CCISS (Cardiovascular & Cerebrovascular Control on Return from ISS): 'Dan, currently you are scheduled to repeat the last CCISS session on 2/4 and 2/5. The session will need to be repeated due to the Shuttle launch slip moving your last session out of the PI requirements.'

CFE (Capillary Flow Experiment): Reserve.

CSI-2/CGBA (CGBA Science Insert #2/Commercial Generic Bioprocessing Apparatus): In progress.

CGBA-2 (Commercial Generic Bioprocessing Apparatus 2): Complete.

CSLM-2 (Coarsening in Solid-Liquid Mixtures 2): In progress.

EarthKAM (Earth Knowledge Acquired by Middle School Students): Complete.

ELITE-S2 (Elaboratore Immagini Televisive - Space 2): Planned.

EPO (Educational Payload Operations): Reserve.

ETD (Eye Tracking Device): In progress.

IMMUNO (Neuroendocrine & Immune Responses in Humans During & After Long Term Stay at ISS): First session of the experiment for FE-1 Yuri Malenchenko has started on 1/24. Activities continued on 1/25 and 1/26.

InSPACE-2 (Investigating the Structure of Paramagnetic Aggregates from Colloidal Emulsions 2): In progress.

Data records:
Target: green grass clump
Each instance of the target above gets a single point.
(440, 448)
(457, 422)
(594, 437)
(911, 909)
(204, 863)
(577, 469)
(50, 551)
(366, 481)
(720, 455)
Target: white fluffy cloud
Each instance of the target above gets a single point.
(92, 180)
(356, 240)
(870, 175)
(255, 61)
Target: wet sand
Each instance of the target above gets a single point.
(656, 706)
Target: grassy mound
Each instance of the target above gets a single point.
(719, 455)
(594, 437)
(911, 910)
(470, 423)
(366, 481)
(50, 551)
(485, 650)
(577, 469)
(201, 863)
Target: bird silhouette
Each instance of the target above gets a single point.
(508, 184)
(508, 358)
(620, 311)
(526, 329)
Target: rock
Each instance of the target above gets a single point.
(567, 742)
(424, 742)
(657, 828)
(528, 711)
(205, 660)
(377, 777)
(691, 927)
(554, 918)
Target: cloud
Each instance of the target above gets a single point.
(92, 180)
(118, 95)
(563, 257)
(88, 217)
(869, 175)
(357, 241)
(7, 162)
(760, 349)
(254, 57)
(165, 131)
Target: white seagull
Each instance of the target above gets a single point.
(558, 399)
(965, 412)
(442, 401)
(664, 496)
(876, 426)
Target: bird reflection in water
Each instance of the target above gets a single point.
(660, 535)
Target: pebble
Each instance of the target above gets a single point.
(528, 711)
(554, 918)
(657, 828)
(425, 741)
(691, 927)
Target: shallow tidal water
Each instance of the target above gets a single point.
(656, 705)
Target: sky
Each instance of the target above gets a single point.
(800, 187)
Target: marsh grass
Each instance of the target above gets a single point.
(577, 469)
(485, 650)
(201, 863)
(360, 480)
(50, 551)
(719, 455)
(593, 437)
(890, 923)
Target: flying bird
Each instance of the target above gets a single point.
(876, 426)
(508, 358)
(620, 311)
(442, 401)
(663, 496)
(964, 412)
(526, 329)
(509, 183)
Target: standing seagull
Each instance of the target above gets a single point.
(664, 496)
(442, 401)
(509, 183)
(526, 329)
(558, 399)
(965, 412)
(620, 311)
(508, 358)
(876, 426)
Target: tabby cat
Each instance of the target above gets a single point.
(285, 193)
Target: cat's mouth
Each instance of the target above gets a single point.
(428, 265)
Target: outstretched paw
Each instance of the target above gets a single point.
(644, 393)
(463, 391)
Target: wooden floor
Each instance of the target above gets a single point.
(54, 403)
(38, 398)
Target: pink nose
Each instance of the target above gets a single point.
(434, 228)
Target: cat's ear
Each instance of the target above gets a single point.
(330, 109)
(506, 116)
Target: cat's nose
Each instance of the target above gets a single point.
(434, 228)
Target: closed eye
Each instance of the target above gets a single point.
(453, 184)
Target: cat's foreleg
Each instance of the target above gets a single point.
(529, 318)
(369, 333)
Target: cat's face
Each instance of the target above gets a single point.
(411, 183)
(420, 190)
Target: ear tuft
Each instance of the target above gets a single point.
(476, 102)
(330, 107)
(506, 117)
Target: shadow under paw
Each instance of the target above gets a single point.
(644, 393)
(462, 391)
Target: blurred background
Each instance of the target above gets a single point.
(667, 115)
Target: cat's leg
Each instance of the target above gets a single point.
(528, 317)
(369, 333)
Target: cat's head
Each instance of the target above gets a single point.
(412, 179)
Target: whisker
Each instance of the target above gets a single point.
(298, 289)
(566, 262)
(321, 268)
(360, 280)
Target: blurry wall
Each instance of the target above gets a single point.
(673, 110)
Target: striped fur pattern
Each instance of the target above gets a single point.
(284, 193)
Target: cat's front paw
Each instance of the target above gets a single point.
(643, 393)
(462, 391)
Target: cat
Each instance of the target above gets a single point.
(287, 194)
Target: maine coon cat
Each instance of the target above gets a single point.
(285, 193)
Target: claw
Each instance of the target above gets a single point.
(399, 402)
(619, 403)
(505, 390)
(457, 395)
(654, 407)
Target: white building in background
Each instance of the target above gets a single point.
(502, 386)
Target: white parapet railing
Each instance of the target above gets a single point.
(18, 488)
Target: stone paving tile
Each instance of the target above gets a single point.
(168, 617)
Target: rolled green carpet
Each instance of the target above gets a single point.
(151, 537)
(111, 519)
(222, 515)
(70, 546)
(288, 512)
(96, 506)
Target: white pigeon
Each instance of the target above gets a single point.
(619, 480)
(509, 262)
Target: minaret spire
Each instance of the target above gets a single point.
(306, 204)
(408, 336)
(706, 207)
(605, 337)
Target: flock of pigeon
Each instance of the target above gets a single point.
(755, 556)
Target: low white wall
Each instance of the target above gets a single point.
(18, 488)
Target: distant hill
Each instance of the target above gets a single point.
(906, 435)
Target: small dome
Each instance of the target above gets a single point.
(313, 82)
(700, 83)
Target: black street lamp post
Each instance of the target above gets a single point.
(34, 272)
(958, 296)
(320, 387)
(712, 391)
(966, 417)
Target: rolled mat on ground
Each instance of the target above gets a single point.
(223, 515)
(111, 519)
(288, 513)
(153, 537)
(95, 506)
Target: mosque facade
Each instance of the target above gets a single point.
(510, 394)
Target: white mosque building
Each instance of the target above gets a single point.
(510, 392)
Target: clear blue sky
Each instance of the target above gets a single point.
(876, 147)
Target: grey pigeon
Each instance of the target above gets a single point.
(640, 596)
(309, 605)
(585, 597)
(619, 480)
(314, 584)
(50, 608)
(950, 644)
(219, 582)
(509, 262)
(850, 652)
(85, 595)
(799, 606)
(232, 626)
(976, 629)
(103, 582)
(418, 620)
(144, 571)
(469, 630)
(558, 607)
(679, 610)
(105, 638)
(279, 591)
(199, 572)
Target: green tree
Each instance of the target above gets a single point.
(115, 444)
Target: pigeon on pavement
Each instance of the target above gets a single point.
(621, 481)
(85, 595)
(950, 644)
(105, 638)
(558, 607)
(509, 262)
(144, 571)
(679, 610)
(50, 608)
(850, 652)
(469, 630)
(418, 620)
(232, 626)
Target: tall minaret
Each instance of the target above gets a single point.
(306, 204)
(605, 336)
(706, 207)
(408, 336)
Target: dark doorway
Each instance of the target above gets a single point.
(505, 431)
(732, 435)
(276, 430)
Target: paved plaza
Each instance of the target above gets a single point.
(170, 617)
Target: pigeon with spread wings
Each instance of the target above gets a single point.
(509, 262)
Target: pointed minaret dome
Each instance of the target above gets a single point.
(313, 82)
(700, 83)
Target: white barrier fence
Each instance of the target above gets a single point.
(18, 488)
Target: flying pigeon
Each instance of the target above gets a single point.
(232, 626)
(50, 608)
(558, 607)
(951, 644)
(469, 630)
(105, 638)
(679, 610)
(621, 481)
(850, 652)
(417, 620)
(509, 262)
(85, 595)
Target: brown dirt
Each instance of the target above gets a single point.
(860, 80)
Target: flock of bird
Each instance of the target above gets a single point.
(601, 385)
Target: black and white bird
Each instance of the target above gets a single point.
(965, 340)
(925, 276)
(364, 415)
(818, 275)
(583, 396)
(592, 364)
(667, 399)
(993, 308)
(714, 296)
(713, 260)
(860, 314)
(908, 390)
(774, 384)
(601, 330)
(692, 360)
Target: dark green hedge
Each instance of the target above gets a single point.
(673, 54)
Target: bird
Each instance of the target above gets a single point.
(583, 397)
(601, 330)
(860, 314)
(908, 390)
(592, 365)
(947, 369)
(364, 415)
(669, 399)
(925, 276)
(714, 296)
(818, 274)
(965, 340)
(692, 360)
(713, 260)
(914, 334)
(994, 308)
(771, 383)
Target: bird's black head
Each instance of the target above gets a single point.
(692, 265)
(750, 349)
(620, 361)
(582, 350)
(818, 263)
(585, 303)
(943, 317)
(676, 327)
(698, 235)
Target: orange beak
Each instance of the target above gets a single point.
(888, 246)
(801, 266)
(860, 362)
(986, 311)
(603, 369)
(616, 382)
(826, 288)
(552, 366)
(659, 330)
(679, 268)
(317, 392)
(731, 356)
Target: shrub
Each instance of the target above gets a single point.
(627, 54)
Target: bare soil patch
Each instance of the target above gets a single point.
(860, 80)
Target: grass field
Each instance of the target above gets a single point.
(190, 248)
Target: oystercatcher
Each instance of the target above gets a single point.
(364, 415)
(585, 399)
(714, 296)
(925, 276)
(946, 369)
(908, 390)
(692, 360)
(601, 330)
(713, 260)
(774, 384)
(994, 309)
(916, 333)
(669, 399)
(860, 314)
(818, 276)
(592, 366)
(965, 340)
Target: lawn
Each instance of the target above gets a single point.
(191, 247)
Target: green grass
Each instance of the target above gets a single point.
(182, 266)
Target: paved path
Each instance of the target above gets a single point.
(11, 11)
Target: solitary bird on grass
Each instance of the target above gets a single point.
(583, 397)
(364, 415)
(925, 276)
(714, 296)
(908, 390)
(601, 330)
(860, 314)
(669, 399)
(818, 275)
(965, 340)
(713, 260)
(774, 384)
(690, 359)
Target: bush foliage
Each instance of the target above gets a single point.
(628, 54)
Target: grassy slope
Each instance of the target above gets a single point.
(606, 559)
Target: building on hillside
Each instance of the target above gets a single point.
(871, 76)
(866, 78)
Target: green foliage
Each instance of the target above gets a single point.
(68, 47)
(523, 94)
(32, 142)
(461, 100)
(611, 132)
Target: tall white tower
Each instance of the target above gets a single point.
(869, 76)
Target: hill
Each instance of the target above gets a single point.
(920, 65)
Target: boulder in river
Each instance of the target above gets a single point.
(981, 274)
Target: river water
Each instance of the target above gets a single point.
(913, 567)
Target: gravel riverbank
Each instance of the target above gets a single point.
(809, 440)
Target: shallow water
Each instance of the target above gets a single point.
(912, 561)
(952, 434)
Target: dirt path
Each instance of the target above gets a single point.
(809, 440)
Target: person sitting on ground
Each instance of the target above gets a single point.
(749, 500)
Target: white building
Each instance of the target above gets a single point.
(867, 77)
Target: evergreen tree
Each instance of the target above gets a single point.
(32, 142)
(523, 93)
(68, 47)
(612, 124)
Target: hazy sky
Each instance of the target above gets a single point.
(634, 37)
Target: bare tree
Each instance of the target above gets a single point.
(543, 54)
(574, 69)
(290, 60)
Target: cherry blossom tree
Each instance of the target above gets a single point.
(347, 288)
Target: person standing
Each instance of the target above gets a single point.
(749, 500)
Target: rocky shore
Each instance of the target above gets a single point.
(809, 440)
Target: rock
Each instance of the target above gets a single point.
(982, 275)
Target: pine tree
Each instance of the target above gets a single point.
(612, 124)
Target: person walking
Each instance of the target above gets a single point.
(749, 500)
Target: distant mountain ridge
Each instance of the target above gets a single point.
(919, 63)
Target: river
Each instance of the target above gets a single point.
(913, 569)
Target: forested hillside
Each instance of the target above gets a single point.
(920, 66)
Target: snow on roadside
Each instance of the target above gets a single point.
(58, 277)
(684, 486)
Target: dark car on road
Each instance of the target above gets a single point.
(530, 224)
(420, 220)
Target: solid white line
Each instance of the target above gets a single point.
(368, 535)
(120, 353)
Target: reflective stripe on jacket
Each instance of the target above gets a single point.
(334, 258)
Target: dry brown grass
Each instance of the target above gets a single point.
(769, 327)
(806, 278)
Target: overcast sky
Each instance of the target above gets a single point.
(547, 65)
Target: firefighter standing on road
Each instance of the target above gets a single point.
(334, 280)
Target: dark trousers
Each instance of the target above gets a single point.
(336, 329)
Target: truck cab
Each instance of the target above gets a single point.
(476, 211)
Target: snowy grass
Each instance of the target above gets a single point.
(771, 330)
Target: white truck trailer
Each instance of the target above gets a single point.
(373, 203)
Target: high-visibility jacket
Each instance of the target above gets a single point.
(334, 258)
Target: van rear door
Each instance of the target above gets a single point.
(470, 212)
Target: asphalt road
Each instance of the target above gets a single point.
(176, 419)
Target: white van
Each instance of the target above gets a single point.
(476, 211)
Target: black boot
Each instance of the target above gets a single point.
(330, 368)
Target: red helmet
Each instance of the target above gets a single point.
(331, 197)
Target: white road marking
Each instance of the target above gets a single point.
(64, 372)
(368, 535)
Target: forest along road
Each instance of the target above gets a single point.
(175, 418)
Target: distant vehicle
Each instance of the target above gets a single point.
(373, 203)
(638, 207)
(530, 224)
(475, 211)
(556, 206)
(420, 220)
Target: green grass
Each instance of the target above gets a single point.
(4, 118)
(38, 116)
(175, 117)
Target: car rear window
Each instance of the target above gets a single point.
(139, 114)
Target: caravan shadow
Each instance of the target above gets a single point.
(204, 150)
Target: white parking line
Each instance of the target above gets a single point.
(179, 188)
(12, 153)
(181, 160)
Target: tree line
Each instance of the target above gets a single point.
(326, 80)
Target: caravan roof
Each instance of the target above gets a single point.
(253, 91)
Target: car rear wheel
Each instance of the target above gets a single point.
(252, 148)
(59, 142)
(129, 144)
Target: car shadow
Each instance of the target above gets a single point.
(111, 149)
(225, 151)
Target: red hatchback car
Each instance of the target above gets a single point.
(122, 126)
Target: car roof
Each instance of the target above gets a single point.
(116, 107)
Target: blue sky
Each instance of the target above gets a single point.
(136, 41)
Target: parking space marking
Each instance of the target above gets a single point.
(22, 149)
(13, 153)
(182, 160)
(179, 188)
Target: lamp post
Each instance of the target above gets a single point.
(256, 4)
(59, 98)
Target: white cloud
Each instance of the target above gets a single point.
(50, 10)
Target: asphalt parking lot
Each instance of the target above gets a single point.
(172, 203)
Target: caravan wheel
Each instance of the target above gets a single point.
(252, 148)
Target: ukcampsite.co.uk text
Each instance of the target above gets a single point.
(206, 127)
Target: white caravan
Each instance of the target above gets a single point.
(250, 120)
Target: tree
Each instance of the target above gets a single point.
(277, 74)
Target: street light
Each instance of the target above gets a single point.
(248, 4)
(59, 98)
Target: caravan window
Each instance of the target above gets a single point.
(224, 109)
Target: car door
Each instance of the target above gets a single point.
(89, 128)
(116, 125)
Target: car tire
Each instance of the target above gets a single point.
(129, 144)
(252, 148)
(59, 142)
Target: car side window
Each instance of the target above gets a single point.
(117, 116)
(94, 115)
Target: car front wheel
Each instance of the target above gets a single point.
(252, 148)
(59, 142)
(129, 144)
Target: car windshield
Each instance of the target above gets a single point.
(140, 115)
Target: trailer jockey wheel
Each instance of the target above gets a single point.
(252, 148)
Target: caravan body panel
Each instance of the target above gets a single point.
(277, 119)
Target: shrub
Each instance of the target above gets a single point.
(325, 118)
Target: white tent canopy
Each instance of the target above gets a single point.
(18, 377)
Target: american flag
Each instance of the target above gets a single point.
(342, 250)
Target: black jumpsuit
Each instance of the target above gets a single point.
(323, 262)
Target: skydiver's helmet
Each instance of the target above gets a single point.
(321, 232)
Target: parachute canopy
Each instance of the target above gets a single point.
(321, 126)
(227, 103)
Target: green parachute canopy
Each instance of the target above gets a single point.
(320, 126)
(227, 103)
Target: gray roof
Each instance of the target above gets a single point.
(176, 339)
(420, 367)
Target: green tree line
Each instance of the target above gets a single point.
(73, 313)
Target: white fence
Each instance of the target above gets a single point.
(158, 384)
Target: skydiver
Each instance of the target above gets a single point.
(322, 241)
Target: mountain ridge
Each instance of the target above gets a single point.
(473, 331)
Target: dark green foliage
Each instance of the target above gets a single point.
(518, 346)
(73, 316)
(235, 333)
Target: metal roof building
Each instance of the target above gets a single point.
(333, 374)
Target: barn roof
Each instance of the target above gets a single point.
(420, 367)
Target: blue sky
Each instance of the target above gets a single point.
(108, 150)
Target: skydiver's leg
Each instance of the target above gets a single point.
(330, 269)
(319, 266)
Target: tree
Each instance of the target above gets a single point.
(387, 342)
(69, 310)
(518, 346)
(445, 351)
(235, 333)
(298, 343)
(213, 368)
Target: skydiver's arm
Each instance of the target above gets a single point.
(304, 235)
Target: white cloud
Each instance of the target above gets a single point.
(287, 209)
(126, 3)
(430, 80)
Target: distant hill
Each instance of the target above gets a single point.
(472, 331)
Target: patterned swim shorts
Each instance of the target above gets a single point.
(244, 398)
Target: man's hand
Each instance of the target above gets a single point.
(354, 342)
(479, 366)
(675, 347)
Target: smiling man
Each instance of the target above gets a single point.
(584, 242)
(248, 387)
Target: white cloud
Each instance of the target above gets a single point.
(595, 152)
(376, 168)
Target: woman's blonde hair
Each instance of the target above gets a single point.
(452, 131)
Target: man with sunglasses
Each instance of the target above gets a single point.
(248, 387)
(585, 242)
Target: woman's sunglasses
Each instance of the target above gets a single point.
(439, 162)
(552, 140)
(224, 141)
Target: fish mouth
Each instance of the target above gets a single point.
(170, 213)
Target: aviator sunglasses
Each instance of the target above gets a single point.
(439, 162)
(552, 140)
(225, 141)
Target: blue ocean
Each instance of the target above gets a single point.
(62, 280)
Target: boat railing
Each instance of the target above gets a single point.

Parts of the exercise:
**1.** Answer from the experiment status list:
(a) On which dates is the last CCISS session now scheduled to be repeated?
(b) What status is given for the Eye Tracking Device?
(c) On what date did the first IMMUNO session for FE-1 Yuri Malenchenko start?
**2.** Duplicate the experiment status list starting with "CFE (Capillary Flow" and going on through "Apparatus 2): Complete.".
The items are unrelated to the experiment status list.

Solutions by task:
**1.**
(a) 2/4 and 2/5
(b) In progress
(c) 1/24

**2.**
CFE (Capillary Flow Experiment): Reserve.

CSI-2/CGBA (CGBA Science Insert #2/Commercial Generic Bioprocessing Apparatus): In progress.

CGBA-2 (Commercial Generic Bioprocessing Apparatus 2): Complete.